┌─ Source material
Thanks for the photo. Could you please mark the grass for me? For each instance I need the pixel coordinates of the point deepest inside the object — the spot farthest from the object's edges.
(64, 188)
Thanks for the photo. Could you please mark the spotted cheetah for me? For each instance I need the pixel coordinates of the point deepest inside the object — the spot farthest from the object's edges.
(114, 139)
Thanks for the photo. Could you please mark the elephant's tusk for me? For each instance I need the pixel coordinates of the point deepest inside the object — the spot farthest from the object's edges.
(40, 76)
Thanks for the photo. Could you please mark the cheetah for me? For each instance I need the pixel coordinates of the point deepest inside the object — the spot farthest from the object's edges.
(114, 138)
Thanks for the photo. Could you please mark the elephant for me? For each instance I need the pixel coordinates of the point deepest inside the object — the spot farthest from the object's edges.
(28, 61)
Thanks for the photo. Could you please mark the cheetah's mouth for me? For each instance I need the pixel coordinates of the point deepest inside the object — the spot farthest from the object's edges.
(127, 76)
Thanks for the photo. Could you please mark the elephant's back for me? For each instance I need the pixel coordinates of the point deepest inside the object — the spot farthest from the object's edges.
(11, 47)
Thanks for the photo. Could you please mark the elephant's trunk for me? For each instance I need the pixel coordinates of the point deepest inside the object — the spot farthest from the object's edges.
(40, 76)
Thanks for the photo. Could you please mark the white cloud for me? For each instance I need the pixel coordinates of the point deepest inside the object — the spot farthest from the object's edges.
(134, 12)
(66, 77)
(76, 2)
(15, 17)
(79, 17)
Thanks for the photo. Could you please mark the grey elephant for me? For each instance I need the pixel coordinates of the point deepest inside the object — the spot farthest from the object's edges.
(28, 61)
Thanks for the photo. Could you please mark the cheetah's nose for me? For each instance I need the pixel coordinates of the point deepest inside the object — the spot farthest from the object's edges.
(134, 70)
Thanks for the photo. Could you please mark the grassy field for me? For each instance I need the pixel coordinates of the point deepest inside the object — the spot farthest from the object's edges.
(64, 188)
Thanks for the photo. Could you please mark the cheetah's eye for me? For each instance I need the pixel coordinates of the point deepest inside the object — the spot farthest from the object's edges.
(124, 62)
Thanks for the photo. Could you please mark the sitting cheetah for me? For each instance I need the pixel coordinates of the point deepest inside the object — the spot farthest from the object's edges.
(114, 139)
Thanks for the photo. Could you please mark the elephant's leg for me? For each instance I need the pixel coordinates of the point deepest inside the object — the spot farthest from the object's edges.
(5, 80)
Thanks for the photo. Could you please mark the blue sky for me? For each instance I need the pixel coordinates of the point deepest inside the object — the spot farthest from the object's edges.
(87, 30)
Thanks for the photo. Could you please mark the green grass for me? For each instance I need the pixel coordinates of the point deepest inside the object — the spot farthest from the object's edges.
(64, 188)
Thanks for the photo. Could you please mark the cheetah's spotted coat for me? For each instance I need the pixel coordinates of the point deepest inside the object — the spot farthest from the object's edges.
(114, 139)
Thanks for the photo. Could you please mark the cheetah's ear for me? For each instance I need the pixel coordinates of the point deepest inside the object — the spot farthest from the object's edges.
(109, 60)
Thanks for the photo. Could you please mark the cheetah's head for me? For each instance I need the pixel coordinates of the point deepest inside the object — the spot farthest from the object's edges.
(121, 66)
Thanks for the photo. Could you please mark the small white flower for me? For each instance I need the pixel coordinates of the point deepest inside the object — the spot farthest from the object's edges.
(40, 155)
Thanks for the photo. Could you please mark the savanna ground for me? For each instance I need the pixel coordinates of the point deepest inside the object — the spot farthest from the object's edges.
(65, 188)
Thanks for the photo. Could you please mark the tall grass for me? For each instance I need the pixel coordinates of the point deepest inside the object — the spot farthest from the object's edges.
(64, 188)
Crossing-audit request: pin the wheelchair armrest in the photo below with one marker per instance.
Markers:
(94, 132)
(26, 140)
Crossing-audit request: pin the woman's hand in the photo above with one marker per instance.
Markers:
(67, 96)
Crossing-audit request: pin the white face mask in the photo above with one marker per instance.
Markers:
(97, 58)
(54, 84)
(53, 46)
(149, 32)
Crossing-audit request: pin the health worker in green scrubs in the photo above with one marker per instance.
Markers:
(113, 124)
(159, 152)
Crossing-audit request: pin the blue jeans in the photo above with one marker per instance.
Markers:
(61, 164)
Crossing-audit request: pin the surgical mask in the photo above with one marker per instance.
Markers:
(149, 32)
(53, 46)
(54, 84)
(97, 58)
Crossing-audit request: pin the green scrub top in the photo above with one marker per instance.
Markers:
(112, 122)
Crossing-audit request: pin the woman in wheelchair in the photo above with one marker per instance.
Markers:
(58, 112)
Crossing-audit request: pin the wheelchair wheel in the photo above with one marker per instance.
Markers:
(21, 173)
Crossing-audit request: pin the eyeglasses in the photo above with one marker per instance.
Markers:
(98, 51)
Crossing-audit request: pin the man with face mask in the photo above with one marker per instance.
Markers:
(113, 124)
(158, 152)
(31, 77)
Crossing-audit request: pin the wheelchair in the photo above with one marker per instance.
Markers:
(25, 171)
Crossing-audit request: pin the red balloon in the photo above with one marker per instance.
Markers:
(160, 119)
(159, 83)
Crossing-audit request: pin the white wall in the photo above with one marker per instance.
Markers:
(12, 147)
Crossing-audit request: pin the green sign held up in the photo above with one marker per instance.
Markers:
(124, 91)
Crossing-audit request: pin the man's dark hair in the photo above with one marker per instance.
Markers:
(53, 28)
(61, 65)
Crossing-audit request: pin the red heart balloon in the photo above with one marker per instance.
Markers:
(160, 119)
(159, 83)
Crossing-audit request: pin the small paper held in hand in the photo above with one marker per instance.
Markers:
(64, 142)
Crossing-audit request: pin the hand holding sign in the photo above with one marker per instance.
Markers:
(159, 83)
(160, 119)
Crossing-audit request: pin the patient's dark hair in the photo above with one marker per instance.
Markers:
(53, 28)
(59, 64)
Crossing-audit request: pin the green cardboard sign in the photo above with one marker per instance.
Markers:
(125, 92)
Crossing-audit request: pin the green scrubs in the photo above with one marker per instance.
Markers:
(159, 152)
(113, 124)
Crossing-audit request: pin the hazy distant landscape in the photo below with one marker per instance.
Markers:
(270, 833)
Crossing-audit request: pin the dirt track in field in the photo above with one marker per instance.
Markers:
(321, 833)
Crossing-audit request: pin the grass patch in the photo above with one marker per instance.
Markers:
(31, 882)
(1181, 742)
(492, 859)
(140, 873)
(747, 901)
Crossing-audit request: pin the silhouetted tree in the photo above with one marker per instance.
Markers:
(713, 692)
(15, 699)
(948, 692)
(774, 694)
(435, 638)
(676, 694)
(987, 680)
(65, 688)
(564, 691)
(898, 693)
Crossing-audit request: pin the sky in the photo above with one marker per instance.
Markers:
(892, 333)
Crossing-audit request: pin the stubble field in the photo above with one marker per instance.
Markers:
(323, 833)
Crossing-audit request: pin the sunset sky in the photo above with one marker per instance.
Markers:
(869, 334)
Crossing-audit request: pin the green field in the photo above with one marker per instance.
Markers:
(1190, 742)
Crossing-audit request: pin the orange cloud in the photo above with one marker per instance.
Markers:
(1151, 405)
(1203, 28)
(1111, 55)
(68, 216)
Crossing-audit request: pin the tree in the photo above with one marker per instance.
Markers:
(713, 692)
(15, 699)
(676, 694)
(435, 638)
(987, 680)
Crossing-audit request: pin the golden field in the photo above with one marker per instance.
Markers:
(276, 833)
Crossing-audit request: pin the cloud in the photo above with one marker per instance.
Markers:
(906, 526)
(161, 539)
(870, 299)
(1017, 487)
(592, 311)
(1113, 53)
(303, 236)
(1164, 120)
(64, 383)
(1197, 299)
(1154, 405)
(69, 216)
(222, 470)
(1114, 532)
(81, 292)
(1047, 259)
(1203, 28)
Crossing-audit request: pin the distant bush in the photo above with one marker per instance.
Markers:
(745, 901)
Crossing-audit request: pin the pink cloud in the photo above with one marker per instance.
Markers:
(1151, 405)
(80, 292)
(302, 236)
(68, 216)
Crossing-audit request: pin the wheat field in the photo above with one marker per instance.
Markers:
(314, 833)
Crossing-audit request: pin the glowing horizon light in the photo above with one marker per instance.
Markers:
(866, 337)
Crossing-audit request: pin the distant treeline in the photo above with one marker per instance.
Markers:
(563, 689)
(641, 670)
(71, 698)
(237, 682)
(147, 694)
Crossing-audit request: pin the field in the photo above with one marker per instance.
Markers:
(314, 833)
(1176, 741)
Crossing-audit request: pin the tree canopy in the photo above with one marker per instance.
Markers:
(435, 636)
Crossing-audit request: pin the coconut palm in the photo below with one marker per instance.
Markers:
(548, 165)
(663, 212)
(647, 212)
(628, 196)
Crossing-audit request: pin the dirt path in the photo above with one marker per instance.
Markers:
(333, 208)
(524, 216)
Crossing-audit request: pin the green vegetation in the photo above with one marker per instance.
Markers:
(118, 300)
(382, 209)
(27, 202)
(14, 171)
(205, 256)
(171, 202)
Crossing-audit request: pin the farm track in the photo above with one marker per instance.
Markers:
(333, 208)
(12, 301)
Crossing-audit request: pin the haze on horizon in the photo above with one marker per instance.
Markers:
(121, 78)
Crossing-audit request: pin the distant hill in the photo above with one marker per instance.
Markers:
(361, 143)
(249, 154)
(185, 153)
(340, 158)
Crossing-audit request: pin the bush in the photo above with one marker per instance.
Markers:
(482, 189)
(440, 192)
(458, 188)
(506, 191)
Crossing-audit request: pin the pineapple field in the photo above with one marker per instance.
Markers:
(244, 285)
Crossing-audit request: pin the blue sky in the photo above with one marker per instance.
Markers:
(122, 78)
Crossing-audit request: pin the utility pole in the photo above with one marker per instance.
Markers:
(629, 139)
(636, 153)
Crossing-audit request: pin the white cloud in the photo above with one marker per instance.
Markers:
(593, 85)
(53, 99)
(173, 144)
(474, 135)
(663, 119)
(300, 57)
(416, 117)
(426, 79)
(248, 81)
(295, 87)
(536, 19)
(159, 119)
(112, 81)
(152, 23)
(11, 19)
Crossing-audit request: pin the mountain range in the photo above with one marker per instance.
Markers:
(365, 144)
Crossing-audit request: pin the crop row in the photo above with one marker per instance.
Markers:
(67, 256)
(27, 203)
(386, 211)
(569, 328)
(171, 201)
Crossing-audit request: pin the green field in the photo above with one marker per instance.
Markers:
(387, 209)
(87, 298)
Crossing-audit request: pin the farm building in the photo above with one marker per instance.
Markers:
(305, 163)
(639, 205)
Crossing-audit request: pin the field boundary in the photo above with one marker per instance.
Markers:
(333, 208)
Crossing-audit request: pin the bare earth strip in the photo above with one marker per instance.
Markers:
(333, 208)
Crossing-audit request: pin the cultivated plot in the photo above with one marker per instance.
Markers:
└─
## Problem description
In the records above, how many lines contain the string "farm"? Reply with the number only.

## Exercise answer
2